Spatial annotation records
-=-=-=-=-

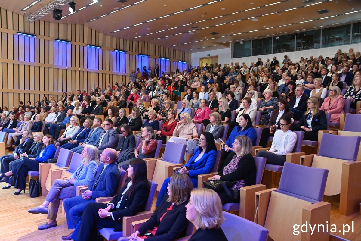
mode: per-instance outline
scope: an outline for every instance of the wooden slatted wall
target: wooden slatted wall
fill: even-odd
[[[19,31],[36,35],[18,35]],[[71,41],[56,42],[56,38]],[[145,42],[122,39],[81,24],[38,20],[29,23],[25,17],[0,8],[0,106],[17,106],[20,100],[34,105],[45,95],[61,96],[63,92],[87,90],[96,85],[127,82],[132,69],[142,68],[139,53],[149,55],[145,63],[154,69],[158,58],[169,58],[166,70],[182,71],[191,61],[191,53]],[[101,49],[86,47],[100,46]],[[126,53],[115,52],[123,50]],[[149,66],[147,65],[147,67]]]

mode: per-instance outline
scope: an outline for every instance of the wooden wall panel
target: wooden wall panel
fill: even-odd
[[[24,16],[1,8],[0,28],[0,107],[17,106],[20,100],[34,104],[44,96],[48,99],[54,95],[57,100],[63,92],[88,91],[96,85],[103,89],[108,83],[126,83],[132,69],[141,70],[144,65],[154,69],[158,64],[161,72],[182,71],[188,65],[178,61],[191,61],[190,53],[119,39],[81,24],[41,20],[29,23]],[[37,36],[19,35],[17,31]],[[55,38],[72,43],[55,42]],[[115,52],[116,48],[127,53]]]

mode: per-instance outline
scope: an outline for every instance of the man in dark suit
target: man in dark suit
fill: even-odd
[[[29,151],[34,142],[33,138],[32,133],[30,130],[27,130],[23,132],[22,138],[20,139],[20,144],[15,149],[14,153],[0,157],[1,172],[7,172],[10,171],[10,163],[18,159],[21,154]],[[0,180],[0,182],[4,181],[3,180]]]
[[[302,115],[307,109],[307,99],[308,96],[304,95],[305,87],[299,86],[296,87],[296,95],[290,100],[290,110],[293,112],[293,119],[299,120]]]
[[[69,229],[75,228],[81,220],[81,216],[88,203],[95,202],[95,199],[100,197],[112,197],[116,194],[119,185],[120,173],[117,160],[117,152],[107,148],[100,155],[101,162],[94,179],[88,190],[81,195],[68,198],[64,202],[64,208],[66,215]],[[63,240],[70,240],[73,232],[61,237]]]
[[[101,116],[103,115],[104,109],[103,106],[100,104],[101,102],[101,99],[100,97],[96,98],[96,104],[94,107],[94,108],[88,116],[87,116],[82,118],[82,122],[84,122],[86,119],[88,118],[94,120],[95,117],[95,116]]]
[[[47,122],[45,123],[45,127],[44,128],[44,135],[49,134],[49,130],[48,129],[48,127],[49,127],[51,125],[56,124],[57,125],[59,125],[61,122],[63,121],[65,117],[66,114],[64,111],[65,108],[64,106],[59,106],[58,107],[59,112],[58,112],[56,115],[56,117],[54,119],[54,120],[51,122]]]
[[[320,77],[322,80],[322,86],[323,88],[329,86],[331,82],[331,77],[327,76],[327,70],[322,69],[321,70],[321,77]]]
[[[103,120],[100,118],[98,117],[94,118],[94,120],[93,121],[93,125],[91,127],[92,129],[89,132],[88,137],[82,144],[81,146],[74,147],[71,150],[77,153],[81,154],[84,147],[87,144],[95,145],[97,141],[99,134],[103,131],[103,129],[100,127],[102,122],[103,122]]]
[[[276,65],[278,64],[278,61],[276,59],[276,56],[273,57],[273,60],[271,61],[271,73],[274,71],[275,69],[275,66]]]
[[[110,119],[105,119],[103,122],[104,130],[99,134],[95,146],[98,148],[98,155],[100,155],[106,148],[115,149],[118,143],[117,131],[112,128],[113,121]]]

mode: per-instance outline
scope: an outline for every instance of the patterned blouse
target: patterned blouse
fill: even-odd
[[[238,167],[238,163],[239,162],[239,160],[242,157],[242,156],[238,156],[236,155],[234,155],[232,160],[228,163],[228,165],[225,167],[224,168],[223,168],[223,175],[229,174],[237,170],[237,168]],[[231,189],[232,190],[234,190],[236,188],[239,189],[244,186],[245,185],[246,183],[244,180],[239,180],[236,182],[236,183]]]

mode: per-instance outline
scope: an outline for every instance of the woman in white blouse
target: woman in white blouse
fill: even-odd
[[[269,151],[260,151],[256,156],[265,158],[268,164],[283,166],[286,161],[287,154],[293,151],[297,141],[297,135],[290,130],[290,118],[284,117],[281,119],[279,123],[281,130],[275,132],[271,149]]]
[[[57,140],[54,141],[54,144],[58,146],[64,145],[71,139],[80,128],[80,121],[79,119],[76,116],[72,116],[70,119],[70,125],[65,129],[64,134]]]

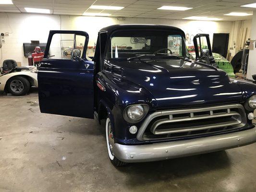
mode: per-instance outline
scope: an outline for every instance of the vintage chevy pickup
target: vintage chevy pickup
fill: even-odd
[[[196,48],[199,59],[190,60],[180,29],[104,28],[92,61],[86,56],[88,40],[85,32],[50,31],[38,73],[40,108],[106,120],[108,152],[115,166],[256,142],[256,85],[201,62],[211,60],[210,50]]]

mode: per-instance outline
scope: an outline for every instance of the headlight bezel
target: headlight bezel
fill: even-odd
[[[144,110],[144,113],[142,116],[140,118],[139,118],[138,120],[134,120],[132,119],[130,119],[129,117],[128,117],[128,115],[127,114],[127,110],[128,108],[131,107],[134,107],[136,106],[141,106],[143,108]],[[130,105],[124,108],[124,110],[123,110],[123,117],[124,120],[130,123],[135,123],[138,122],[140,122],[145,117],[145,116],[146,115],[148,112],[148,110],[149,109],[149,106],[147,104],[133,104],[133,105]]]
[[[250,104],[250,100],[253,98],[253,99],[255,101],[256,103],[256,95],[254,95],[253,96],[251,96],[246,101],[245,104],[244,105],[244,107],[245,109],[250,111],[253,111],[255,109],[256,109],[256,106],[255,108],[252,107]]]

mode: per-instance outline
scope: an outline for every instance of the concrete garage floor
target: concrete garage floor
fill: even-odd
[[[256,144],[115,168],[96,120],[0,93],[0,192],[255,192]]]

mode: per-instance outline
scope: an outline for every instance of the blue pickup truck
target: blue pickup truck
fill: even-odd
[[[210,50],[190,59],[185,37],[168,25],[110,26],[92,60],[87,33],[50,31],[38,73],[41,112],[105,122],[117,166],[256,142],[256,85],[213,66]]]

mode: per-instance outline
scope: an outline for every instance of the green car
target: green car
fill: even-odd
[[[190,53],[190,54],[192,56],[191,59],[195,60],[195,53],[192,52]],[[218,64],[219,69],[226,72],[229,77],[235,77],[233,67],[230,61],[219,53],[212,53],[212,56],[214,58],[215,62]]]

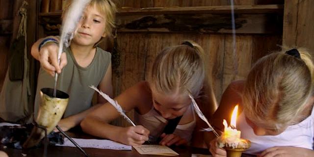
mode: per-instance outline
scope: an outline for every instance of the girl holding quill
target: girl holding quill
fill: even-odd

-=-=-=-=-

> _Problem to solve_
Count how many lines of the listing above contain the string "bezel", matching case exactly. Reply with the number alone.

> _Output for this task_
2